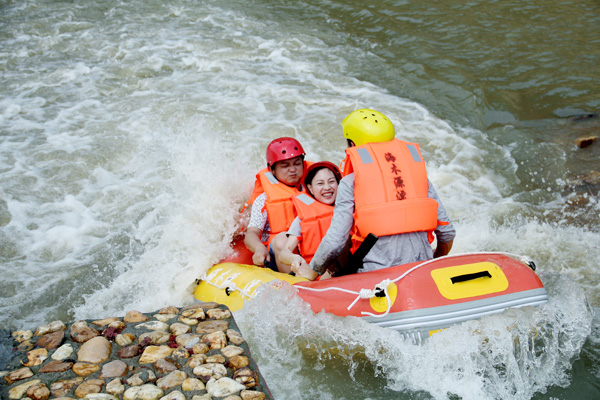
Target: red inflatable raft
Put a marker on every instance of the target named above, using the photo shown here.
(415, 299)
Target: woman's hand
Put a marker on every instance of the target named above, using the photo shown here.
(259, 257)
(302, 269)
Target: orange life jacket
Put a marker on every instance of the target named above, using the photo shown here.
(391, 190)
(280, 210)
(315, 218)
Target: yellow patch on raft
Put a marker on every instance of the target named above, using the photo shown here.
(246, 277)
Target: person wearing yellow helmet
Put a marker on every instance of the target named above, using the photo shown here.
(384, 193)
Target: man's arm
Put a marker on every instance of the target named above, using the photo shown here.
(443, 248)
(339, 230)
(253, 243)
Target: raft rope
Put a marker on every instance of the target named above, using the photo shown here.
(228, 284)
(379, 290)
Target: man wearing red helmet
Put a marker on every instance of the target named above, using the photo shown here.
(272, 209)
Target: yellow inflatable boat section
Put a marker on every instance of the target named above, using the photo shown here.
(246, 278)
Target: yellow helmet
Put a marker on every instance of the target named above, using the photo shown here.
(368, 126)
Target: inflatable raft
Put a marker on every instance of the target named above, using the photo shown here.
(416, 299)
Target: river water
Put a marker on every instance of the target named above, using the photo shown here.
(130, 132)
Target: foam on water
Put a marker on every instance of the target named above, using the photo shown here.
(130, 133)
(507, 356)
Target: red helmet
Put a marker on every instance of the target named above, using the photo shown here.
(283, 149)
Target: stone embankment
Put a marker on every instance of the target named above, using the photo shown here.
(190, 353)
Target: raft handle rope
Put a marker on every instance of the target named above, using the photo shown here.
(228, 284)
(380, 289)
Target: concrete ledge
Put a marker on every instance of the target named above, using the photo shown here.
(190, 353)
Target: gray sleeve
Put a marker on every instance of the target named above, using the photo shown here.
(444, 233)
(339, 230)
(295, 228)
====
▶ _ASSIGNMENT_:
Out of the records above, pick each line that contains the string "wearing".

▶ _OUTPUT BELOW_:
Target: person wearing yellow helmet
Target: man wearing red helmet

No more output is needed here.